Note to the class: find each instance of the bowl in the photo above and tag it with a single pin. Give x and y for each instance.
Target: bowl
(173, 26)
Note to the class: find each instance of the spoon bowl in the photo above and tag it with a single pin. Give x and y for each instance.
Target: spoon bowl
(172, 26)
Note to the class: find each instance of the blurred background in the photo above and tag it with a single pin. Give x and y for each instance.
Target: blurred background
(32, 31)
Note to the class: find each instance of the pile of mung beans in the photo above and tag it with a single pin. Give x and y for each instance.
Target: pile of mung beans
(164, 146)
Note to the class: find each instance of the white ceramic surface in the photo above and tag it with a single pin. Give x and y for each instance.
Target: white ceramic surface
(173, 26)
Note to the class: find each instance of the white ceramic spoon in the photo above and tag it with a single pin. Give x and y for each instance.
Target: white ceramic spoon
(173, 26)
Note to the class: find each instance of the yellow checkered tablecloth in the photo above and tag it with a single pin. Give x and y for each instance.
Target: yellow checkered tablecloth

==

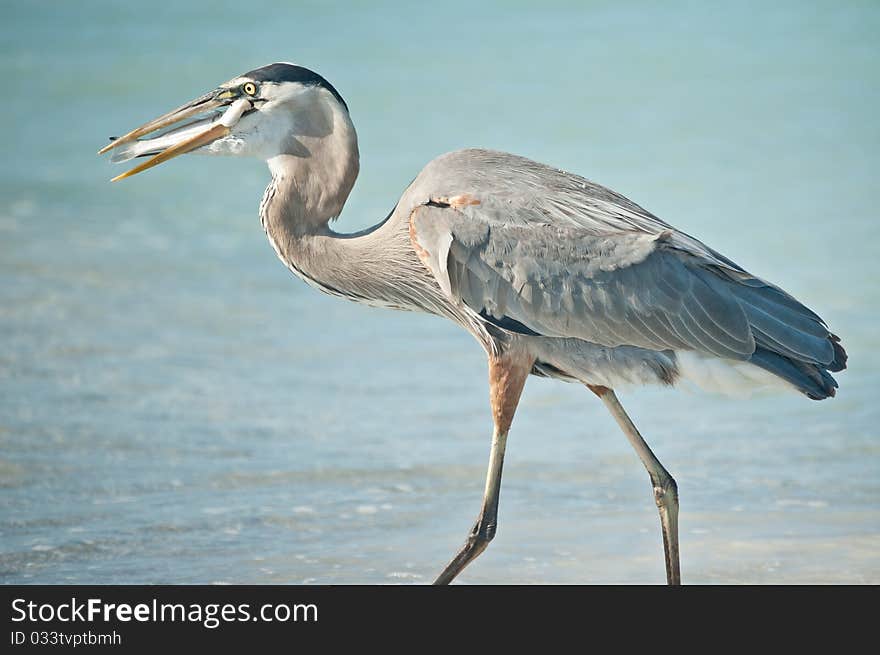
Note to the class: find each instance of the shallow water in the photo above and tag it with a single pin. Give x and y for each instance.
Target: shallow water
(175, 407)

• **Task details**
Locate every line in the data above that contains the string "blurred" and copy each one in full.

• **Complete answer**
Note to the class: find each instance of the blurred background in the photo above and tag it with a single pin. Give x and y for each instance.
Target: blurred background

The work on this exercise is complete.